DIRECTIVE A: Report every line of the stored data that holds the string "hanging", copying each such line in full.

EXCERPT TO READ:

Joe Biden has quite the history with remarks about race that would make any Republican a non-viable candidate after the MSM was done with them.

The former Vice President, who insisted in May that African Americans 'ain't black' if they don't vote for him, suggested last year that 'poor kids are just as smart as white kids,' and worried in 1977 that desegregation would force his children to grow up in a 'racial jungle' - went on a tirade against minorities in 1993 while sponsoring the Democrats' 1994 crime bill, which supercharged the mass incarceration of people of color.

There's also that clip of Biden speaking fondly of his work with segregationists which his running mate Kamala Harris slammed him for during the primary debates (and later dismissed as nothing more than politics).

The crux of Biden's 1993 argument: It doesn't matter if minority criminals were "deprived as a youth," or had a "blackground that enabled them to become socialized into the fabric of society," or whether they're the "victims of society," they need to be taken off the streets.

"The end result is, they're about to knock my mother on the head with a lead pipe, shoot my sister, beat up my wife, take on my sons,"

So I don't wanna ask what made them do this. They must be taken off the street, that's number one. There's a consensus on that.

Unless we do something about the cadre of young people - tens of thousands of them - born out of wedlock without parents, without supervision, without any structure, without any conscience developing because they literally have not been socialized. They literally have not had an opportunity. We should focus on them now.

(Stored data)
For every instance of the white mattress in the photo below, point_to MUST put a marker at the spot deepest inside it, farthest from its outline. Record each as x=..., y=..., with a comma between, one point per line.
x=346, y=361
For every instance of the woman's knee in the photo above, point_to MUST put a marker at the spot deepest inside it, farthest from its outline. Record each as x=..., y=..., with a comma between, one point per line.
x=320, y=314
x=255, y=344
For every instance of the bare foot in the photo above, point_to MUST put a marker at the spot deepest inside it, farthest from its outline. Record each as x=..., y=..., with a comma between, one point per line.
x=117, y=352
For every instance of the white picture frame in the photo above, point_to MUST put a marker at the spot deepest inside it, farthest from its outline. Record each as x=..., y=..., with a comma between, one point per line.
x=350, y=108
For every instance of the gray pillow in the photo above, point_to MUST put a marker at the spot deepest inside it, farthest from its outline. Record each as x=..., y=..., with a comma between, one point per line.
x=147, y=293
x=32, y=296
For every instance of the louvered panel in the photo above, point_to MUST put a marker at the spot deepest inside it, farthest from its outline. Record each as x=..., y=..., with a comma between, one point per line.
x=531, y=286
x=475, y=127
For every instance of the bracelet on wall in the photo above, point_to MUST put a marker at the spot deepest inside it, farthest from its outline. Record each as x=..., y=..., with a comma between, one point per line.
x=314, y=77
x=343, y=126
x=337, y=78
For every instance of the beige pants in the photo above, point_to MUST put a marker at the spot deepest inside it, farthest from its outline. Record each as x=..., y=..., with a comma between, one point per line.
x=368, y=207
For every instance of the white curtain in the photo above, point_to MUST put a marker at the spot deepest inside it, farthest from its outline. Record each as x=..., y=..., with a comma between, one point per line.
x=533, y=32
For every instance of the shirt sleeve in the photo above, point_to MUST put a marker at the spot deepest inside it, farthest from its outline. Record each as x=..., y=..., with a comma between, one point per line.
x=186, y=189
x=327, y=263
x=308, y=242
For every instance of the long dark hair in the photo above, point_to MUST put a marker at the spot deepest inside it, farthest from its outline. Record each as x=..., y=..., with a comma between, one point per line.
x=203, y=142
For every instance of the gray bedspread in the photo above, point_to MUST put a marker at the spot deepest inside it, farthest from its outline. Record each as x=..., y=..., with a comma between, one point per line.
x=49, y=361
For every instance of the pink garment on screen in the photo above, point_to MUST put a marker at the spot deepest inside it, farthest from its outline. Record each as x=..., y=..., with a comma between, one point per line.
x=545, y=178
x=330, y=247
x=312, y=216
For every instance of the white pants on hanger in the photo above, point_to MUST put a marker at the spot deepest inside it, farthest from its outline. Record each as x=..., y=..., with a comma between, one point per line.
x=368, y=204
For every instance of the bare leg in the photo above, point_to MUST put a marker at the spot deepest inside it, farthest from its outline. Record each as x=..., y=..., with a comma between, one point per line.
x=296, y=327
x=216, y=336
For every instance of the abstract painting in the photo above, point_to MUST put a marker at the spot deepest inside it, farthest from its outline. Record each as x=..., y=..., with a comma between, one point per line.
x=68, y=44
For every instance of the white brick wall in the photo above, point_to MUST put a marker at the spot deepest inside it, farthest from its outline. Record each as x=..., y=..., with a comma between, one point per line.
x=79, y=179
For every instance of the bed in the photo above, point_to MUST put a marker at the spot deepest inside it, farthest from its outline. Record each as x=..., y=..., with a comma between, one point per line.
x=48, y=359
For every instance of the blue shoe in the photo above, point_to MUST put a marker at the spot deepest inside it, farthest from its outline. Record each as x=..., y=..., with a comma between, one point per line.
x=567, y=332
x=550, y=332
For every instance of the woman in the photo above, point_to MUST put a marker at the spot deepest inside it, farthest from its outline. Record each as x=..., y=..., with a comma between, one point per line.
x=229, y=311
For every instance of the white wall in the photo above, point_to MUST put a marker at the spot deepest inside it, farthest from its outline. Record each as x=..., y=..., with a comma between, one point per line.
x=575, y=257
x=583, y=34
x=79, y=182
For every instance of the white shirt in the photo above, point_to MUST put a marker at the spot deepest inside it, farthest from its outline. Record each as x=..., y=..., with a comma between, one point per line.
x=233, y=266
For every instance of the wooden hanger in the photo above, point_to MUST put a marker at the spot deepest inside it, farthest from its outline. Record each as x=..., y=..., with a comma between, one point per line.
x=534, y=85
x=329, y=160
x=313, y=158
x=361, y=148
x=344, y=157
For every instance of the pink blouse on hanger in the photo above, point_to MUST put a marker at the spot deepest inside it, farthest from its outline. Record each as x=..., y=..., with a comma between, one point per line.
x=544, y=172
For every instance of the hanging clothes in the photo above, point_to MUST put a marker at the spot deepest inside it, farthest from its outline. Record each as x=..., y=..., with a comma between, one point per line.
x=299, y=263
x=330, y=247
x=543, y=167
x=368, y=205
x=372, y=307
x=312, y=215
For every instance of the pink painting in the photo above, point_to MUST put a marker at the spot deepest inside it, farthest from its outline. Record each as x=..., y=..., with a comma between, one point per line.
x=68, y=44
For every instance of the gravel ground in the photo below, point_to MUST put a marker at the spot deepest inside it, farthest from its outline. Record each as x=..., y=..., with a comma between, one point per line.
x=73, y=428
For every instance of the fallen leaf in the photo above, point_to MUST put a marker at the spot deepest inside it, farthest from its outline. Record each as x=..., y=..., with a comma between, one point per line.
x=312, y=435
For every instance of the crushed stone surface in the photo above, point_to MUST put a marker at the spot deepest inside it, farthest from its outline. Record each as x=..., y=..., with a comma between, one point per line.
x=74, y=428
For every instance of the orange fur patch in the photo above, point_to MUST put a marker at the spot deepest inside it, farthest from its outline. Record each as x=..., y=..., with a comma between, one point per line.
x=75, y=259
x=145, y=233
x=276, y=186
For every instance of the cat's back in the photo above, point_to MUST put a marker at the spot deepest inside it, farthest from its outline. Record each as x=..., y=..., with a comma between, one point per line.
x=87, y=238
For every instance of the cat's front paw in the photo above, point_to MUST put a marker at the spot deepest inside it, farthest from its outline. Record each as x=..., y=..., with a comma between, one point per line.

* * *

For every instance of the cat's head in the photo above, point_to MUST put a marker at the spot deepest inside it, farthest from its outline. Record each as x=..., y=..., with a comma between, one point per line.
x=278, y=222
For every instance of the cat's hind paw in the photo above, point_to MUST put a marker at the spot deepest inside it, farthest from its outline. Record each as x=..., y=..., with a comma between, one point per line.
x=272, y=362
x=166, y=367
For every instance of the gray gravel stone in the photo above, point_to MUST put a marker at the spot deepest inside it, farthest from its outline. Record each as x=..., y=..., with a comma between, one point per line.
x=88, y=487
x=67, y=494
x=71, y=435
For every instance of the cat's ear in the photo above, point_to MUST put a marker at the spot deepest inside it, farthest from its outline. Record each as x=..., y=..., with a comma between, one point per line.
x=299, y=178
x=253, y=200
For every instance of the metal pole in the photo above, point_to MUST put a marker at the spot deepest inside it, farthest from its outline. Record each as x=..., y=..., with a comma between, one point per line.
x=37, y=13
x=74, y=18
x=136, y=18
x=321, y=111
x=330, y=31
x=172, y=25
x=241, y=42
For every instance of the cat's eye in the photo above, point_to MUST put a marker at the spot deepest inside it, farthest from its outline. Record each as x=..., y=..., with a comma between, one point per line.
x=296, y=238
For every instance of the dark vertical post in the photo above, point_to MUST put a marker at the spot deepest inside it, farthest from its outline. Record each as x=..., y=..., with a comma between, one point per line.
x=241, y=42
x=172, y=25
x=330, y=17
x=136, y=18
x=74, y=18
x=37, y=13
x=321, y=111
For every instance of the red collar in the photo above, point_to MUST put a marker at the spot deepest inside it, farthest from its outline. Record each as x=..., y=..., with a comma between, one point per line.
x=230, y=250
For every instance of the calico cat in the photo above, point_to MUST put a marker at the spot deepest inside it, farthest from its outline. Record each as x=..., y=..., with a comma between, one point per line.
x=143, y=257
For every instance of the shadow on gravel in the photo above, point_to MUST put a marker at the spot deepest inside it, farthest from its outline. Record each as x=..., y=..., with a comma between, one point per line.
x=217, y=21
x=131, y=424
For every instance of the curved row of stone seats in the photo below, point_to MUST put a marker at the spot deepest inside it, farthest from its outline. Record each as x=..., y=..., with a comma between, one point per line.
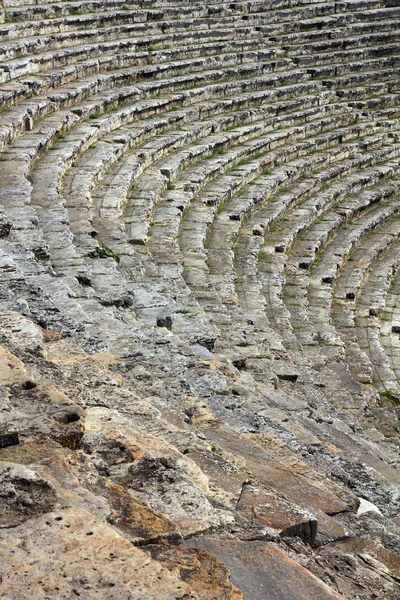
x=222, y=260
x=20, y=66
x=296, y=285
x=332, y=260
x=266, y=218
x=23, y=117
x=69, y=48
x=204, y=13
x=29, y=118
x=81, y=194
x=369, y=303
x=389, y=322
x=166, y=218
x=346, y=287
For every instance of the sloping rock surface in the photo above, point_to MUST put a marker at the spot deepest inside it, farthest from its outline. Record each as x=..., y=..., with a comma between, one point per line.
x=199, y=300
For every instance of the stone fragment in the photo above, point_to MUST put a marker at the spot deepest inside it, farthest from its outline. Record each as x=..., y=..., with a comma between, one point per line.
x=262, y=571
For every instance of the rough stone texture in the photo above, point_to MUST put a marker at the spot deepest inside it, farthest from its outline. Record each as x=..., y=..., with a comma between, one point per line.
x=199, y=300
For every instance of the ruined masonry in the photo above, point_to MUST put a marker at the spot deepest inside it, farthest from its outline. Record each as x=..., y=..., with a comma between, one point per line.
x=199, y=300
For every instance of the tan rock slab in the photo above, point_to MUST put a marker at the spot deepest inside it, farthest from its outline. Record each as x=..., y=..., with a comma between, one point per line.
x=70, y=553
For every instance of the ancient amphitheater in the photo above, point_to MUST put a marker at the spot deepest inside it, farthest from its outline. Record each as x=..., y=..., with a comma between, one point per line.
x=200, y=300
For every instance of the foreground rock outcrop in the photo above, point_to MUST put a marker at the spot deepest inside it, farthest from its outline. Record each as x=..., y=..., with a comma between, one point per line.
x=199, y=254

DIRECTIVE B: For each statement about the excerpt on Biden's remarks about race, answer yes or no on whether the excerpt agrees, and quote the words that decide it: (i) Biden was sponsoring the Democrats' 1994 crime bill in 1993; (ii) Kamala Harris praised Biden during the primary debates for his work with segregationists; (iii) Biden says he wants to ask what made the criminals do this.

EXERCISE ANSWER A:
For every instance of the hanging clothes in the photo above, point_to MUST put a marker at the spot deepest inside it, farthest from its outline. Record each as x=..., y=..., with a comma between, one point per line.

EXERCISE ANSWER B:
(i) Yes: "went on a tirade against minorities in 1993 while sponsoring the Democrats' 1994 crime bill"
(ii) No: "which his running mate Kamala Harris slammed him for during the primary debates"
(iii) No: "So I don't wanna ask what made them do this."